Edit the lines below by changing every "Tag each instance" to "Mark each instance" and leaving everything else the same. Give the revised lines without the pictures.
::: RAW DATA :::
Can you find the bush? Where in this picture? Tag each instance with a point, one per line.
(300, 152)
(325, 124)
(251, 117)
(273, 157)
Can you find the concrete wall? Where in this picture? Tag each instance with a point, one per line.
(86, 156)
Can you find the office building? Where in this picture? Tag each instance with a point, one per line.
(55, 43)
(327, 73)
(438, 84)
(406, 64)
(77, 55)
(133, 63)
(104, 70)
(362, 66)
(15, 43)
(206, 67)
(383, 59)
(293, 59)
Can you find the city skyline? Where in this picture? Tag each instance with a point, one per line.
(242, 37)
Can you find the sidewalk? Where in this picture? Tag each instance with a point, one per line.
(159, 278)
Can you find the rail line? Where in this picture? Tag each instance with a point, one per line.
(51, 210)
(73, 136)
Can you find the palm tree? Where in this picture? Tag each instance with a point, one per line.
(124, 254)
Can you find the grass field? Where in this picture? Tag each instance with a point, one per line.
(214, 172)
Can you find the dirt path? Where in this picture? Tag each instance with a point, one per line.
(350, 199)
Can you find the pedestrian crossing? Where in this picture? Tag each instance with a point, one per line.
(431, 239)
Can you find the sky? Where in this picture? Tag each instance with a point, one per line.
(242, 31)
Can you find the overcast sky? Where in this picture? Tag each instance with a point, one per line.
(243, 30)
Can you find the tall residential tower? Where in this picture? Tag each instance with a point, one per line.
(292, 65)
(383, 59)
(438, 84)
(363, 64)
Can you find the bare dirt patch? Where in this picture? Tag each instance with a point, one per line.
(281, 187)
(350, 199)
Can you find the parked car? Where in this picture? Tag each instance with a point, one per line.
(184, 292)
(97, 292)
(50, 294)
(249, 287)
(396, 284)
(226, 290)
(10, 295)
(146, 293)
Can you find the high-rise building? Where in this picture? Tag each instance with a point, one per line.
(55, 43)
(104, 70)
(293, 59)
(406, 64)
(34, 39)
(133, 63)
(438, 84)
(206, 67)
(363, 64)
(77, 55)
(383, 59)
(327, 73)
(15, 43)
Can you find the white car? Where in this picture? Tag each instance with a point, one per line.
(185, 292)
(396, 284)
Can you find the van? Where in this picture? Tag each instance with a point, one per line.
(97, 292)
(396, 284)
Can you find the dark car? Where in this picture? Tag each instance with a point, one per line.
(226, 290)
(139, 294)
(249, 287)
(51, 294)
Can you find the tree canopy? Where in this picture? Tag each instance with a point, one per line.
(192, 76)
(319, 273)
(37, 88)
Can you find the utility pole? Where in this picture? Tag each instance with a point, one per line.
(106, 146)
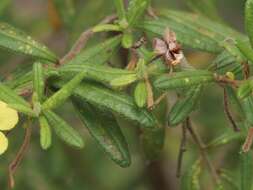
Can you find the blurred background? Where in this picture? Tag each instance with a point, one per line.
(62, 167)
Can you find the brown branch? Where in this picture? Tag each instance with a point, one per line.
(248, 142)
(15, 163)
(202, 150)
(83, 39)
(227, 111)
(181, 150)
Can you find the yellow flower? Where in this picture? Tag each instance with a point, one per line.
(8, 120)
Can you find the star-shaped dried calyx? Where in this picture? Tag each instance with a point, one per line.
(169, 48)
(8, 120)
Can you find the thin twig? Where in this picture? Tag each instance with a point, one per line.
(248, 142)
(150, 101)
(181, 150)
(202, 150)
(83, 39)
(227, 111)
(15, 163)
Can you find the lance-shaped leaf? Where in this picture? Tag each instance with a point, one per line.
(152, 142)
(3, 5)
(190, 180)
(98, 54)
(119, 5)
(114, 101)
(100, 73)
(38, 80)
(227, 177)
(183, 107)
(136, 10)
(183, 79)
(246, 49)
(140, 94)
(63, 130)
(246, 167)
(45, 133)
(249, 19)
(104, 128)
(245, 89)
(64, 93)
(15, 40)
(66, 11)
(204, 7)
(8, 96)
(247, 105)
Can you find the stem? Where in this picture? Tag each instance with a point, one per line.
(20, 155)
(83, 39)
(227, 111)
(202, 150)
(182, 150)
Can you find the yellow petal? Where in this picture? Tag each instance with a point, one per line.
(3, 143)
(8, 117)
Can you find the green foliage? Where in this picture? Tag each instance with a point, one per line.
(122, 84)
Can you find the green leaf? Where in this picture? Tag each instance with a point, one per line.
(119, 5)
(114, 101)
(106, 28)
(100, 73)
(16, 40)
(205, 7)
(127, 40)
(64, 93)
(153, 142)
(192, 30)
(245, 89)
(249, 19)
(183, 79)
(190, 180)
(183, 107)
(136, 10)
(38, 80)
(140, 94)
(23, 109)
(246, 49)
(8, 96)
(124, 80)
(98, 54)
(63, 130)
(247, 105)
(246, 168)
(4, 4)
(104, 128)
(45, 133)
(66, 11)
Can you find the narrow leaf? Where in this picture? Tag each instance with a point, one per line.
(246, 166)
(16, 40)
(114, 101)
(190, 180)
(249, 19)
(119, 5)
(183, 107)
(64, 93)
(104, 128)
(63, 130)
(10, 97)
(38, 80)
(140, 94)
(183, 79)
(45, 133)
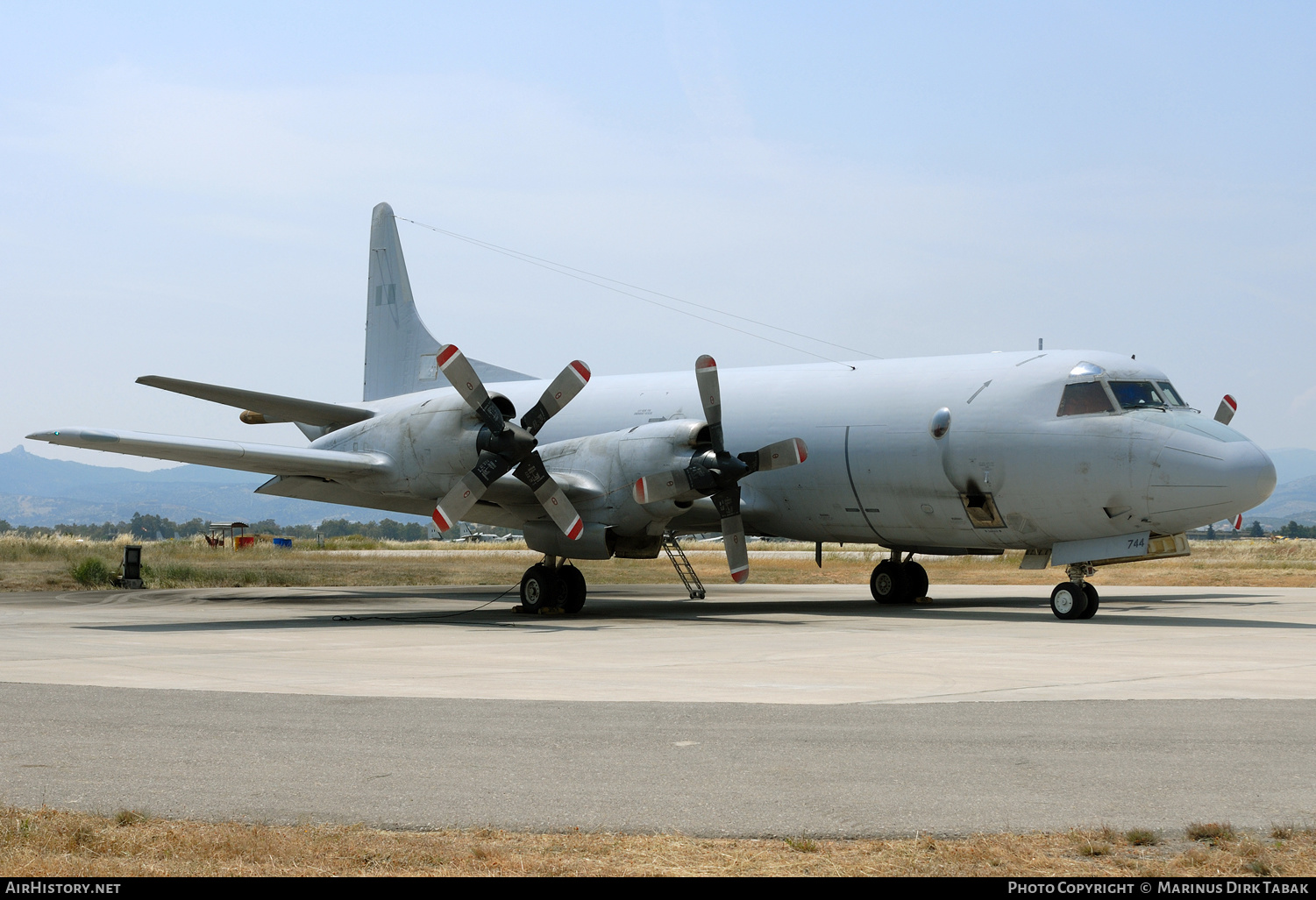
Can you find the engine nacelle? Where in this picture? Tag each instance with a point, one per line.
(617, 459)
(444, 435)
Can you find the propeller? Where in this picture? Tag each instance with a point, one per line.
(1226, 411)
(716, 472)
(504, 445)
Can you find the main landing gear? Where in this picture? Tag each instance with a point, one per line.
(898, 582)
(1076, 598)
(553, 585)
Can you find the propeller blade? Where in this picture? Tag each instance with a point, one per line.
(459, 370)
(569, 383)
(665, 485)
(733, 533)
(459, 501)
(1228, 407)
(711, 395)
(791, 451)
(551, 495)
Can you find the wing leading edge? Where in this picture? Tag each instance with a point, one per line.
(266, 458)
(273, 407)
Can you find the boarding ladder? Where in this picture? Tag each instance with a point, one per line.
(683, 569)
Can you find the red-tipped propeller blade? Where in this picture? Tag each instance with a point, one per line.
(790, 451)
(459, 501)
(564, 388)
(711, 396)
(457, 369)
(551, 495)
(733, 533)
(664, 485)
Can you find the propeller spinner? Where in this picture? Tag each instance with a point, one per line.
(716, 472)
(504, 445)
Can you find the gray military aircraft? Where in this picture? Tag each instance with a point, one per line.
(1077, 457)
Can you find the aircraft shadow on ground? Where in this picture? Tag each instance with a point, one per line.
(604, 612)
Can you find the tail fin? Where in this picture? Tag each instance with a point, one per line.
(401, 351)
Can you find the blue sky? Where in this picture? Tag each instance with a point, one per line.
(187, 192)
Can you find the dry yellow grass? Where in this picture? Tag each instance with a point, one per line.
:::
**THE ANSWER**.
Can you find the bush? Where in this picture? Mark each instance with a point, one per line.
(300, 152)
(325, 124)
(251, 117)
(273, 157)
Can you find the concrete wall? Where in this picture? Mark each instance with a point, one per line.
(86, 156)
Can you find the office building? Where in this picture? Mark each instance with a point, one per line.
(55, 43)
(327, 73)
(438, 84)
(406, 64)
(77, 55)
(133, 63)
(104, 70)
(362, 66)
(15, 43)
(206, 67)
(383, 59)
(293, 59)
Can you find the city skyline? Where in this picture? Mark each instance with a point, one per line.
(242, 37)
Can you find the sidewalk? Where in this picture? Mark each instance with a point, one per line.
(159, 278)
Can you find the rail line? Where in this picture? Mark each instance with a point, one per line.
(51, 210)
(73, 136)
Can you find the palm tree? Where in this picture? Mark each instance with a point, one per line.
(124, 254)
Can you find the grass field? Where in this picture? Mark each instance with a point, one per line.
(214, 172)
Can you find the dirt path? Where in this picture? Mark each instance with a point, one per line.
(350, 199)
Can you find the pedestrian crossing? Where in this picture? Mark each instance with a point, one per line.
(431, 239)
Can you find the sky? Where in this picture? Mark each instance with a point, one per line.
(242, 31)
Can you find the overcast sky? Where in this picture? Mark each instance with a point, one per line.
(243, 30)
Can you find the tall residential tower? Where in this picture? Mark each instance with a point, one per line.
(292, 65)
(383, 59)
(438, 84)
(363, 64)
Can you find the bare dirt patch? Where in this picture? Mark each instance with a point, one per line.
(281, 187)
(350, 199)
Can you find the parked car? Where in this picture? Mark each instance with a point, one per line.
(184, 292)
(97, 292)
(50, 294)
(249, 287)
(396, 284)
(226, 290)
(10, 295)
(146, 293)
Can you find the high-rise building? Where in this picture? Mark each instance with a point, one per line.
(55, 43)
(104, 70)
(293, 59)
(406, 64)
(34, 39)
(133, 63)
(438, 84)
(206, 67)
(363, 64)
(77, 55)
(383, 59)
(327, 73)
(15, 43)
Can you find the white car? Where in this picture? Mark each instance with a point, one per line.
(185, 292)
(396, 284)
Can you find the van? Where in this picture? Mark each instance with a point, one per line.
(97, 292)
(396, 284)
Can you find the dark car? Where in this picture? Mark each instance with a point, one per line.
(226, 290)
(139, 294)
(249, 287)
(51, 294)
Can you find the tree canopy? Where in this picture? Mark each instance with a point, one per line.
(192, 76)
(319, 273)
(37, 88)
Can you find the utility pole? Where in this picture? Mark each instance with a point, one per line.
(106, 146)
Can you find the blurred background? Where in this picture? Mark each instance with a point, one per line.
(62, 167)
Can you find the brown branch? Where in this picture? Mark each instance with a point, one per line.
(248, 142)
(15, 163)
(202, 150)
(83, 39)
(227, 111)
(181, 150)
Can you find the yellow flower? Where in this picture? Mark each instance with a point, one per line.
(8, 120)
Can you find the star-shaped dried calyx? Where in this picture? Mark each instance with a point, one per line.
(169, 48)
(8, 120)
Can you find the thin twig? Where in this picture? Mark each instance with a point, one per line.
(248, 142)
(150, 101)
(181, 150)
(202, 150)
(83, 39)
(227, 111)
(15, 163)
Can you find the lance-shaped leaf? Where in this picture? Mark each instance with a point, one per line.
(152, 142)
(3, 5)
(190, 180)
(98, 54)
(119, 5)
(114, 101)
(100, 73)
(38, 80)
(227, 177)
(183, 107)
(136, 10)
(183, 79)
(246, 49)
(140, 94)
(63, 130)
(246, 167)
(45, 133)
(249, 19)
(104, 128)
(245, 89)
(64, 93)
(15, 40)
(66, 11)
(204, 7)
(8, 96)
(247, 105)
Can you find the stem? Where in this picture? Mark each instance with a point, one per line.
(20, 155)
(83, 39)
(227, 111)
(202, 150)
(182, 150)
Can you find the yellow petal? Where in this picture? Mark each instance with a point, one per line.
(3, 143)
(8, 117)
Can you find the green foliage? Where in this picture? Mark each instance with a point, one per line.
(122, 84)
Can you find the green leaf? Where in this picture? Mark each instance with a point, one per line.
(119, 5)
(114, 101)
(106, 28)
(100, 73)
(16, 40)
(205, 7)
(127, 40)
(64, 93)
(153, 142)
(192, 30)
(245, 89)
(249, 19)
(183, 79)
(190, 180)
(183, 107)
(136, 10)
(38, 80)
(140, 94)
(23, 109)
(246, 49)
(8, 96)
(124, 80)
(98, 54)
(63, 130)
(247, 105)
(246, 168)
(4, 4)
(104, 128)
(45, 133)
(66, 11)
Can you find the narrow leaf? Where in this picture? Mark each instance with a point, one per line.
(246, 166)
(16, 40)
(114, 101)
(190, 180)
(249, 19)
(119, 5)
(183, 107)
(64, 93)
(104, 128)
(63, 130)
(10, 97)
(38, 80)
(140, 94)
(183, 79)
(45, 133)
Can you find the engine nacelle? Where in this picture? Mark each instance with a point, one per line.
(617, 459)
(444, 435)
Can you find the propeller? Where in this picture? Mark each instance with a point, one per line.
(1226, 411)
(716, 472)
(504, 445)
Can you find the main landing gear? Where in this picture? Mark each instance with a point, one per line.
(898, 582)
(1076, 598)
(553, 585)
Can you find the propeller blade? Where in this picture? Mark each instance with a point, one per line.
(459, 370)
(569, 383)
(665, 485)
(733, 533)
(459, 501)
(1228, 407)
(711, 395)
(791, 451)
(551, 495)
Can you find the wing leading edge? Where in this picture? Mark each instance with a point, one per line.
(266, 458)
(273, 407)
Can you find the boarding ladder? Where in this picture? Mark each instance with a point, one per line.
(683, 569)
Can you find the red-tipped propeller blade? Where in this picture? Mark each instance with a point, one per line.
(790, 451)
(459, 501)
(564, 388)
(711, 396)
(457, 369)
(551, 495)
(733, 533)
(664, 485)
Can you find the propeller spinner? Where in this picture? Mark each instance with a point, one per line.
(716, 472)
(504, 445)
Can you find the gray military aircraft? Where in this picture? Mark each instance with a point, one per line.
(1077, 457)
Can you find the aircraft shadow on ground? Where in this picture? Mark each instance with a point, one per line.
(604, 612)
Can you find the tail fin? Where in this picture? Mark each instance with a point, one per line.
(401, 351)
Can you find the blue sky? Where in this picture? Mark each instance with a point, one per line.
(187, 192)
Can you find the dry yellow grass? Where in this picture? Mark each instance with a point, one per line.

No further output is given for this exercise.